作業内容 ::
- a) 大学者についての文章で、利根川進氏がノーベル賞を受賞した年と部門を答えてください。
- b) 大学者についての文章を、最後の文の直後から書き継いでください。

「本当の大学者ほど、何がわからないかを…


 「本当の大学者ほど、何がわからないかをきちんと言ってくれる」と立花隆氏が語っている(『知の旅は終わらない』文春新書/近刊)。「わかっていること」と「わかっていないこと」の区別をはっきり認識しているのが大学者だということだ。

 大学者は自分の研究分野だけではなく、その領域全体の状態をも把握しているとした上で、ノーベル賞学者の利根川進氏(1987年、医学生理学賞受賞)の発言を立花氏は紹介している。

 研究の進展情報を常につかんでおくことが絶対に必要と利根川氏は言う。それを知らずにいると、1年前に結論が出ていることをまだ追い掛けていることになって、時間のムダになる。

 凡庸な学者は、どうでもいいことを追い掛け、学者生活を終えてしまうというのが利根川説だ。自分の研究が、科学の発展にどれだけ本質的に資するかを見極めることができているかどうかがポイントになる。

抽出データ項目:
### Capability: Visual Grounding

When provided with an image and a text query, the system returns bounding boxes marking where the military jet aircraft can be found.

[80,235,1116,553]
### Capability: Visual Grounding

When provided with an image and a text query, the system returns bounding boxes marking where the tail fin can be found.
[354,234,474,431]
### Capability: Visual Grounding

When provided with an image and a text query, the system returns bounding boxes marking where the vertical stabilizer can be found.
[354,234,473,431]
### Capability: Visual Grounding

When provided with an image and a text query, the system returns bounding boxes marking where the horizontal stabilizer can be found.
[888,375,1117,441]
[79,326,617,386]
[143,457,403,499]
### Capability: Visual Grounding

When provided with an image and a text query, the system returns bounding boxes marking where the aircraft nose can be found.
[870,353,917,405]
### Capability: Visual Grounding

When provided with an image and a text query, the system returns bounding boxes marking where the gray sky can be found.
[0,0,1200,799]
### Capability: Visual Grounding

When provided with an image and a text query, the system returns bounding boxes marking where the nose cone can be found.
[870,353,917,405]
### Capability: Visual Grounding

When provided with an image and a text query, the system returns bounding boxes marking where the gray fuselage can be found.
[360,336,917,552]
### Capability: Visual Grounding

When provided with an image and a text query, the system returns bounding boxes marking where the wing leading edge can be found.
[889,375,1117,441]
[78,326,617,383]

期待される結果 ::
- a) 1987年、医学生理学賞です。

- b)
 学者に関する従来の理解では「専門バカ」であることが重視されてきた。だが、どうやらそうではなく、自身が直面するテーマを超えた自然科学全体の次元に立った上での研究が求められるというのが、科学の最前線のようなのだ。

 地道にやるのも必要だが、「読み」もカンも戦略も動員した上での研究が必要というのが、自然科学の世界の常識になっている。政治家や経営者にも通じる能力が科学者にも求められるとすれば、科学者像も変わらざるを得ないようだ。